_What the task requires_
Copy the records exactly. Every line must match.

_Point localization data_
● ● ● ● ● ● ●
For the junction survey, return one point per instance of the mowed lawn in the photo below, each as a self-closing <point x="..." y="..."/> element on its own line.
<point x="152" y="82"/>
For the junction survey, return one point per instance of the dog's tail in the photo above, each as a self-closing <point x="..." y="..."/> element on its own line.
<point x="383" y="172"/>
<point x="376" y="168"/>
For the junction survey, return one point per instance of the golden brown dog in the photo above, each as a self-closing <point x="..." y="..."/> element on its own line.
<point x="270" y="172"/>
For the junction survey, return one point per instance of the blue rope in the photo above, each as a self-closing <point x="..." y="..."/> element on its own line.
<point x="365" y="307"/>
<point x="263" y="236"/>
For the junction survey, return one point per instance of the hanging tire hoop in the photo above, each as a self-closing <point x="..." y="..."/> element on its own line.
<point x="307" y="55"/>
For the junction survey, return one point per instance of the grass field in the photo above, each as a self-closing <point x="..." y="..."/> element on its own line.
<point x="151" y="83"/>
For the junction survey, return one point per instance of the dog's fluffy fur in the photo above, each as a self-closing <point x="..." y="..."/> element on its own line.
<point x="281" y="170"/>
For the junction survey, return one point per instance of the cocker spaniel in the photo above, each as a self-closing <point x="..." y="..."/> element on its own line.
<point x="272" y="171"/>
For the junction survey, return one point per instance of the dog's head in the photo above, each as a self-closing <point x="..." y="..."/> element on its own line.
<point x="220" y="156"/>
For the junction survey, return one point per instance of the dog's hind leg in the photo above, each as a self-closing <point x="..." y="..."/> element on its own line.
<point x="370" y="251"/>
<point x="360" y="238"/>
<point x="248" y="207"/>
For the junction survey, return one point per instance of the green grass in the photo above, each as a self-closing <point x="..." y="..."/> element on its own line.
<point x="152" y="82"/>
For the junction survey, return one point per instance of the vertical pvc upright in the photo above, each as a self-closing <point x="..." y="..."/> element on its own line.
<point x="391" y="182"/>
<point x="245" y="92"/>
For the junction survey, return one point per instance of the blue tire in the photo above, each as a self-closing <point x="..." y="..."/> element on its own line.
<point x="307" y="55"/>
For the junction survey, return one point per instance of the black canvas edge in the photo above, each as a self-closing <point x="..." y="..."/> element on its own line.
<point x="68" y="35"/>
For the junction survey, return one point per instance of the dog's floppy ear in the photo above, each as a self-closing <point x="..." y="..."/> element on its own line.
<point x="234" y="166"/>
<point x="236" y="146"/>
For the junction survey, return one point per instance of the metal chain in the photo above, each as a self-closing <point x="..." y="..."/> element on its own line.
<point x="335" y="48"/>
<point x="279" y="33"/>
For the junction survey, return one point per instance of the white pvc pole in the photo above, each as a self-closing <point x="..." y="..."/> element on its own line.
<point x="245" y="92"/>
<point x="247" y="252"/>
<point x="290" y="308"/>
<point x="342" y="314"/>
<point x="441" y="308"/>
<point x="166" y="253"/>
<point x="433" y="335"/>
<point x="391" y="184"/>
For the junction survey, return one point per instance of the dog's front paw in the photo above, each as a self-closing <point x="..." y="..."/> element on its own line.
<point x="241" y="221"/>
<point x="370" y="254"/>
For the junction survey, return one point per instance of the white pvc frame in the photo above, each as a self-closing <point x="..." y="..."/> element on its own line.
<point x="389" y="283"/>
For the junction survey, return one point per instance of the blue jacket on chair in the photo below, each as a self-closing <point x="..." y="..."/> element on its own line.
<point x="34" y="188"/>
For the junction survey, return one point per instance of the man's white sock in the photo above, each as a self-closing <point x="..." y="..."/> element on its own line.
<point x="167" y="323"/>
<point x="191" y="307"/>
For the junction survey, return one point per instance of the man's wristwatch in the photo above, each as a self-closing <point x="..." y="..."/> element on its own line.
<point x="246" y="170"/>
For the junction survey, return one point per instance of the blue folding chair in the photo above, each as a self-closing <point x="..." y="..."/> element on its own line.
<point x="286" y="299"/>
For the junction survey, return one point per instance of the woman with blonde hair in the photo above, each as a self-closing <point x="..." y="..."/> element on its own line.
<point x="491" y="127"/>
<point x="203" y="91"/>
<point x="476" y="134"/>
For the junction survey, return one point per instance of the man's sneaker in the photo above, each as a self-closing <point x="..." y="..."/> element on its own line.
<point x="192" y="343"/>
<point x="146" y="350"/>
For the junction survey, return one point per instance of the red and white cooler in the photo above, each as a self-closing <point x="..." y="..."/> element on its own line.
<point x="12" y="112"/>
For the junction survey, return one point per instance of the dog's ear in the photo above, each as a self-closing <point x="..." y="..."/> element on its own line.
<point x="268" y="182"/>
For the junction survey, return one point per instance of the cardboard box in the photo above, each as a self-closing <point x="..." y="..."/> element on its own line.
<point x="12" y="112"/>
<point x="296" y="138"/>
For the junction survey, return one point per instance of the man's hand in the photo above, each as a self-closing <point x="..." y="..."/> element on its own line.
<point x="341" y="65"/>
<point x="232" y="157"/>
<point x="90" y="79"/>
● ● ● ● ● ● ●
_Response box_
For the junction survey, return one point per instance of the mowed lawn in the photo below, each as a self-closing <point x="..." y="..."/> element on its own line.
<point x="152" y="82"/>
For the junction survey, return one point per instance of the dog's tail in the photo above, each as a self-closing <point x="..." y="..."/> element on its own line.
<point x="383" y="172"/>
<point x="376" y="168"/>
For the junction survey, return one point per instance of the golden brown dog in the photo above, each as a self-closing <point x="..." y="..."/> element on its own line.
<point x="270" y="172"/>
For the junction survey, return one point per instance of the blue rope in the photo above, each as a self-closing <point x="..." y="..."/> element on its own line.
<point x="365" y="307"/>
<point x="263" y="236"/>
For the junction survey, return one point per instance of the hanging tire hoop in the photo above, each as a self-closing <point x="..." y="..."/> element on its own line.
<point x="307" y="55"/>
For the junction survey, return one point per instance of the grass field in the photo above, each as a self-closing <point x="..." y="..."/> element on its own line.
<point x="151" y="83"/>
For the junction survey, return one point per instance of the dog's fluffy fur in the photo above, each as a self-closing <point x="..." y="..."/> element on its own line.
<point x="281" y="170"/>
For the junction survey, return one point per instance of the cocker spaniel in the photo above, each as a self-closing <point x="..." y="..."/> element on its own line.
<point x="272" y="171"/>
For the junction survey, return one point per instance of the dog's head in the photo above, each as a self-closing <point x="..." y="..."/> element on its own line.
<point x="220" y="156"/>
For the junction survey, return one point per instance of the dog's hind leg in the photo above, each as a self-closing <point x="..." y="..."/> element on its own line.
<point x="370" y="251"/>
<point x="360" y="238"/>
<point x="248" y="207"/>
For the junction survey, return one point per instance of the green grass in the photo above, each as a self-closing <point x="..." y="..."/> element on its own line.
<point x="152" y="82"/>
For the junction survey, return one point per instance of the vertical pvc upright in the photo above, each as a self-closing <point x="..." y="..."/> element on its own line.
<point x="391" y="182"/>
<point x="245" y="92"/>
For the junction survey, return one point per instance of the blue tire in the photo above, each as a self-closing <point x="..." y="..."/> element on its own line.
<point x="307" y="55"/>
For the junction survey, return one point per instance of the black canvas edge in the photo above, each as a self-closing <point x="..." y="..."/> element on its own line.
<point x="68" y="35"/>
For the junction survey, return one point per instance of the dog's floppy ear in the photo above, each as a self-closing <point x="..." y="..."/> element on its own line.
<point x="234" y="166"/>
<point x="236" y="146"/>
For the junction survey, return one point per instance of the metal chain in the photo above, each as a self-closing <point x="..." y="..."/> element on its own line.
<point x="335" y="48"/>
<point x="279" y="33"/>
For the junction survey, return one point per instance of the white pvc pole in the photo above, each as a self-closing <point x="..." y="..."/> element on its own line.
<point x="245" y="92"/>
<point x="247" y="252"/>
<point x="290" y="308"/>
<point x="342" y="314"/>
<point x="441" y="308"/>
<point x="166" y="253"/>
<point x="433" y="335"/>
<point x="391" y="184"/>
For the junction survey, return one point per instance of the dog's front paw in the photo above, each as a self-closing <point x="..." y="..."/> element on its own line.
<point x="241" y="221"/>
<point x="370" y="254"/>
For the junction survey, return one point per instance of the white pvc frame in the photo above, each as a self-closing <point x="..." y="..."/> element on its own line.
<point x="389" y="283"/>
For the junction survey, return one point per instance of the blue jacket on chair in the photo below, each as a self-closing <point x="..." y="..."/> element on its own line.
<point x="34" y="188"/>
For the junction survey, return one point per instance of the man's white sock in the photo above, each as a self-closing <point x="..." y="..."/> element on its own line.
<point x="167" y="323"/>
<point x="191" y="307"/>
For the junction survey, return one point per instance of the man's wristwatch in the photo above, each as a self-closing <point x="..." y="..."/> element on its own line.
<point x="246" y="170"/>
For the junction survey, return one point per instance of the blue folding chair in the photo above, each as a self-closing <point x="..." y="..."/> element on its own line.
<point x="286" y="299"/>
For the junction survey, return one point per instance of the woman with blonde hair in the photo above, each as a self-closing <point x="..." y="..."/> element on its own line.
<point x="491" y="127"/>
<point x="203" y="91"/>
<point x="476" y="134"/>
For the junction survey, return one point per instance of the man's sneaker in the photo above, each as a self-closing <point x="..." y="..."/> element on its own line.
<point x="192" y="343"/>
<point x="146" y="350"/>
For the junction survey, return one point per instance of the red and white cooler in the photo above, each as a self-closing <point x="..." y="..."/> element on its own line.
<point x="12" y="112"/>
For the junction survey, return one point per instance of the dog's ear in the photo above, each as a self-closing <point x="..." y="..."/> element on its own line.
<point x="268" y="182"/>
For the junction survey, return one point per instance of the cardboard box in the photo above, each as a self-closing <point x="..." y="..."/> element on its own line.
<point x="12" y="112"/>
<point x="296" y="138"/>
For the junction survey, return one point per instance of the man's hand in the photo above, each as a self-closing <point x="..." y="..."/> element on its own line.
<point x="341" y="65"/>
<point x="232" y="157"/>
<point x="90" y="79"/>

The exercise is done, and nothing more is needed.